The Nathan Bitner Saga
Happy 31st birthday to Nathan Bitner, one of the more unusual obsessions of the blogosphere a couple of years ago.
On May 21, 2003, the publishers of a blog called X-Entertainment (focusing, in the publisher's words, on some of the "more obscure, geeky parts of [80s] pop-culture") posted an innocent piece of fluff on a 1986 contest held by Mattel Toys, maker of the He-Man and the Masters of the Universe line of action figures, challenging children to design a new He-Man character. The winner of the 1986 contest, and a college scholarship, was a sweet-faced 11-year old kid named Nathan Bitner, who had designed a humanoid superhero with a camera in place of its head named "Fearless Photog." In its press release, Mattel promised that it would "produce Fearless Photog as part of the Masters toy line," but as the publisher of X-Entertainment observed, Mattel never got around to making the toy.

_Extracted material_
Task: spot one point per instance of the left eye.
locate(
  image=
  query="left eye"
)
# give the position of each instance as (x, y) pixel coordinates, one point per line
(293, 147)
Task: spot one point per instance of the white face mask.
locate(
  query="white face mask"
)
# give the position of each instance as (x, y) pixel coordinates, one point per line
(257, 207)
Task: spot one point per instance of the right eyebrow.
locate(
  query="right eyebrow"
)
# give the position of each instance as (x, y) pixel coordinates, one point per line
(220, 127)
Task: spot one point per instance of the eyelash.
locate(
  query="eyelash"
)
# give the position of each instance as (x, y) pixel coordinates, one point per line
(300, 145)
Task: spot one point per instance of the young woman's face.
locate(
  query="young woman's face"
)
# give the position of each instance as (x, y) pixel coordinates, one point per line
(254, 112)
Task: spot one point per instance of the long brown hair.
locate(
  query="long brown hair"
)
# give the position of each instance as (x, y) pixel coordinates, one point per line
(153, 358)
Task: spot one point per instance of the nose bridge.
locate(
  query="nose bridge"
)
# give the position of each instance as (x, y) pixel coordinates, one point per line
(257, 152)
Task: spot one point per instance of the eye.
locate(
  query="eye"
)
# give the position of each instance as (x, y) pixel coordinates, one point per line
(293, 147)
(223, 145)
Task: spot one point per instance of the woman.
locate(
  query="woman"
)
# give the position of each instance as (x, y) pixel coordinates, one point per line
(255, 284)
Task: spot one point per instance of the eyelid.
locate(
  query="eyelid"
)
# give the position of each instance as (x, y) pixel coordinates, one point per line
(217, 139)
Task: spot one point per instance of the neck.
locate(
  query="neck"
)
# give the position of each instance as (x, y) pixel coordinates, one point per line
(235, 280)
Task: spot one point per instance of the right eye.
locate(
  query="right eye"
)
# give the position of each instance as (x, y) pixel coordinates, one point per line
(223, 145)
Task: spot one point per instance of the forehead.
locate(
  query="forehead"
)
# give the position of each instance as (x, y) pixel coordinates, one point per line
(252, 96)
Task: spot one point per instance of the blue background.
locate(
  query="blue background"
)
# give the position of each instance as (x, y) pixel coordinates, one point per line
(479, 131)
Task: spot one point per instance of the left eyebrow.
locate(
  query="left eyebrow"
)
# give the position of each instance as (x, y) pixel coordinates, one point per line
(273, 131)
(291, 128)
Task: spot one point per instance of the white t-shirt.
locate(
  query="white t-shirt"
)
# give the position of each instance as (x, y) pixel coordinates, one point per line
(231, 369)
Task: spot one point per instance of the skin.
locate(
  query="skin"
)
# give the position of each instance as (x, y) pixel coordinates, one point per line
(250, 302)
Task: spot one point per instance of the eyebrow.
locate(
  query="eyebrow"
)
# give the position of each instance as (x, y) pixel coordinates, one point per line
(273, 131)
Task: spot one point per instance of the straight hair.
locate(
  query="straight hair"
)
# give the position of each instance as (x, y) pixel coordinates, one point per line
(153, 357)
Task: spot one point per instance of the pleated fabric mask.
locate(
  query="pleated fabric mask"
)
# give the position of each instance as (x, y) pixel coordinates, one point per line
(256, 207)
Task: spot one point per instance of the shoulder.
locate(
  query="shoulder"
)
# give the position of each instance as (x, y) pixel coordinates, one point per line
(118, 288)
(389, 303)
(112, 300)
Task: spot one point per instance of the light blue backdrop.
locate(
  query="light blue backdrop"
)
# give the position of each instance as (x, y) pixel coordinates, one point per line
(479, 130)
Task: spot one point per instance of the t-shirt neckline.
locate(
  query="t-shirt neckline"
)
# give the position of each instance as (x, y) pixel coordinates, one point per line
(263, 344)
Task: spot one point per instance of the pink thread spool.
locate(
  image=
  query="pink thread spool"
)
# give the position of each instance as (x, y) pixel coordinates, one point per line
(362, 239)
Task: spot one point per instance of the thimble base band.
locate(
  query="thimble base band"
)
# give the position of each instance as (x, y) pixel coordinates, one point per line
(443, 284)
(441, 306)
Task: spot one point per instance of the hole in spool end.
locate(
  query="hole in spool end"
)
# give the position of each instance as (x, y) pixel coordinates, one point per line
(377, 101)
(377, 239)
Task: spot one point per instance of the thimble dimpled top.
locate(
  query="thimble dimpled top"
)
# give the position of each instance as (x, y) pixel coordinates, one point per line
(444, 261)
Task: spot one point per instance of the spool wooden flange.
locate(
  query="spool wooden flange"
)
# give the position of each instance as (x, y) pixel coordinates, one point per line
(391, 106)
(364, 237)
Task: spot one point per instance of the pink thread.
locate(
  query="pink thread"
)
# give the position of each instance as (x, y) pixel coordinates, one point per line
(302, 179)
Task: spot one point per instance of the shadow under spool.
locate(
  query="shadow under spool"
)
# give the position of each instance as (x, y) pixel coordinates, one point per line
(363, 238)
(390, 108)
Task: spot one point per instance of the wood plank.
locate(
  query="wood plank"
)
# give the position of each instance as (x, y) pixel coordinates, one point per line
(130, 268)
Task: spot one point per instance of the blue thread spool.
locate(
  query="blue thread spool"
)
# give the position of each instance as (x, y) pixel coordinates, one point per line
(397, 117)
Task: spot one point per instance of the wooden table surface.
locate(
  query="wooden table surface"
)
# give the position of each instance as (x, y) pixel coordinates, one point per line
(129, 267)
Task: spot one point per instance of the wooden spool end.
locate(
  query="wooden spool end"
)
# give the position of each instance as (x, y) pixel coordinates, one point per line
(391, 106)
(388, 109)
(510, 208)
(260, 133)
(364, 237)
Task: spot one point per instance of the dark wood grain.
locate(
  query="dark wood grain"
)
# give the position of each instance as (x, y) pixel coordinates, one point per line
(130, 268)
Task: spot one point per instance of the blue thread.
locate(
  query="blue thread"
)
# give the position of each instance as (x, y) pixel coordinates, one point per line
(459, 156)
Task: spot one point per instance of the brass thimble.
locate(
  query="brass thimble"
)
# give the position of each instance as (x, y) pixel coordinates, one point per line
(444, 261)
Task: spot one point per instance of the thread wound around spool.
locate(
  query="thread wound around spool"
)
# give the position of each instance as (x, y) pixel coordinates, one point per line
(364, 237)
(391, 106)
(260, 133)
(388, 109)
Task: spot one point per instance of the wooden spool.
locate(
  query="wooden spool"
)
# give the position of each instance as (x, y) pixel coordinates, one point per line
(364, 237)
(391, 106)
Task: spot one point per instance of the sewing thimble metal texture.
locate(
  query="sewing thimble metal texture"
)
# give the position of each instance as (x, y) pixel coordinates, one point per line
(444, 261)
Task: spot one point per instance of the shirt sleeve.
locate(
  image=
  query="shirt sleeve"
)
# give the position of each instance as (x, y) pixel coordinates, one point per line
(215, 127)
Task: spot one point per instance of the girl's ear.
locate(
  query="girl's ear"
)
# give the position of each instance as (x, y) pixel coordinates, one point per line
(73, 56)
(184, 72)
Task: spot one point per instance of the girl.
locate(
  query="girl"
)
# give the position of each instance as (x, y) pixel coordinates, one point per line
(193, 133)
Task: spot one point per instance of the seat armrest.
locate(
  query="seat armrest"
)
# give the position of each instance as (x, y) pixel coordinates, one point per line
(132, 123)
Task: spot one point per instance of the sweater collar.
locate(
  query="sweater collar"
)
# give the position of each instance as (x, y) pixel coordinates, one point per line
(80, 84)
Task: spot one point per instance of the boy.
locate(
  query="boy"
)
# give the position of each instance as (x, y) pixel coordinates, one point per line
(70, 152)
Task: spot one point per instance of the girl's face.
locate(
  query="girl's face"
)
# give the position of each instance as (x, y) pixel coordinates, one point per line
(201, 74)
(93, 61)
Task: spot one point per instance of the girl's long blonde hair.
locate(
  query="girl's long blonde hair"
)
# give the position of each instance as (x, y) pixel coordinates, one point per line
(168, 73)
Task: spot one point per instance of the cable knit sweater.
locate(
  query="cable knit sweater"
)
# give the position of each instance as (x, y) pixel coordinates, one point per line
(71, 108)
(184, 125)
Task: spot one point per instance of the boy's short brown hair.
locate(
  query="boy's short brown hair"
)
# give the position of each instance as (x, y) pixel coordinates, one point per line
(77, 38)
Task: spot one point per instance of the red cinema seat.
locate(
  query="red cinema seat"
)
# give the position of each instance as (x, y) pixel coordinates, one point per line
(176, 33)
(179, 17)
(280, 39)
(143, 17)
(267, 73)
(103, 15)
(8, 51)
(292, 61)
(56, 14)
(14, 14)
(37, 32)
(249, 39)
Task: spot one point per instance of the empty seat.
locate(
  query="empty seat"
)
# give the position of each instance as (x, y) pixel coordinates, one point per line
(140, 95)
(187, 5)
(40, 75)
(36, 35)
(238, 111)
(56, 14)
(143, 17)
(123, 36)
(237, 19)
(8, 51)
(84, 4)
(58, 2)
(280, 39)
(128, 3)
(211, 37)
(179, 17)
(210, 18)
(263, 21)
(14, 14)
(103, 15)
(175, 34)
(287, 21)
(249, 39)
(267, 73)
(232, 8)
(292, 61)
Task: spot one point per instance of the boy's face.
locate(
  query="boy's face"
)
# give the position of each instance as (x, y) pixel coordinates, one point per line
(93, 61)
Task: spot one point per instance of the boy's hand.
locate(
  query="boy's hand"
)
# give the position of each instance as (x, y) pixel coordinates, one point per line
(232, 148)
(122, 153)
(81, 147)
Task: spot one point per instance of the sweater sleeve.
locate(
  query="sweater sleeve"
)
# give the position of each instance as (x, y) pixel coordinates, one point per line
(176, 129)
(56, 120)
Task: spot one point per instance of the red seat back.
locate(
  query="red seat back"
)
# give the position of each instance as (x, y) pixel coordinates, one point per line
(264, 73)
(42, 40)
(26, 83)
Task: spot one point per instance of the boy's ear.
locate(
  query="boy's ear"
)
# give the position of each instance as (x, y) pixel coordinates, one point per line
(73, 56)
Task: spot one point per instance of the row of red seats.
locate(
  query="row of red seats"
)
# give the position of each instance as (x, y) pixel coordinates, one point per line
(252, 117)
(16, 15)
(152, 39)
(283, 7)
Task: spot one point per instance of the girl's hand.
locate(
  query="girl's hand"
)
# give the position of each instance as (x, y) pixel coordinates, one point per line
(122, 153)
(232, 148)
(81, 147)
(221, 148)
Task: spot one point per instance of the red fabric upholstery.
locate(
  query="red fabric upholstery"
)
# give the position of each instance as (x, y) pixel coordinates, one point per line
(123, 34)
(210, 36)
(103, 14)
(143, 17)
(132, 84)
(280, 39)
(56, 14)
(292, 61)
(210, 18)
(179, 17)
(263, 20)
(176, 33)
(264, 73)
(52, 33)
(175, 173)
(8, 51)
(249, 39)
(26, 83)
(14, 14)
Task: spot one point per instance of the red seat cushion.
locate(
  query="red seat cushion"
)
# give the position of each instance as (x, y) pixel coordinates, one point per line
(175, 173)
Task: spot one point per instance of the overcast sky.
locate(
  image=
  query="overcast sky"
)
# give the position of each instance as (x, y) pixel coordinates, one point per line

_To do_
(1) Rewrite everything in the Nathan Bitner piece from "On May 21, 2003, the" down to "making the toy.", putting "Kenner" in place of "Mattel".
(2) Continue the Nathan Bitner piece past its final sentence.

_Answers provided_
(1)
On May 21, 2003, the publishers of a blog called X-Entertainment (focusing, in the publisher's words, on some of the "more obscure, geeky parts of [80s] pop-culture") posted an innocent piece of fluff on a 1986 contest held by Kenner Toys, maker of the He-Man and the Masters of the Universe line of action figures, challenging children to design a new He-Man character. The winner of the 1986 contest, and a college scholarship, was a sweet-faced 11-year old kid named Nathan Bitner, who had designed a humanoid superhero with a camera in place of its head named "Fearless Photog." In its press release, Kenner promised that it would "produce Fearless Photog as part of the Masters toy line," but as the publisher of X-Entertainment observed, Kenner never got around to making the toy.

(2)
Like countless other blog postings (the one you're reading for example), this one might have been consigned to web obscurity were it not for a diligent group of X-Entertainment readers who took it upon themselves to find out whatever happened to Nathan Bitner. One of the readers posted a follow-up pointing out that someone named Nathan Bitner was one of the lead designers of the videogame Halo (1998; a story-based fighting game) for Bungie Software. Soon, other "Nathan Bitner" Internet sightings were found: in one, he appeared to have left Bungie in 1999 to set up his own videogame company, Island Four; in another, he was posting thoughts about suicide on a newsgroup; in others, he had attended UNC Chapel Hill, or was serving in the U.S. military, possibly in Iraq.
Then came a sordid tale, posted on a Halo message board, about the collapse of Island Four, and Bitner's bankruptcy, eviction, non-sexual involvement with a prostitute named "Genesis" whom he hired as a concept artist, and mental illness. As reader Ed Franklin wrote, within hours of the original X-Entertainment posting, "I think I've found out too much already. It seems obvious that he won the contest, got the scholarship, went to UNC Chapel Hill, worked at Bungie for a bit . . . quit Bungie to start his own company, flopped, then joined the army at age 28. That's more info than I have on some of my blood relatives."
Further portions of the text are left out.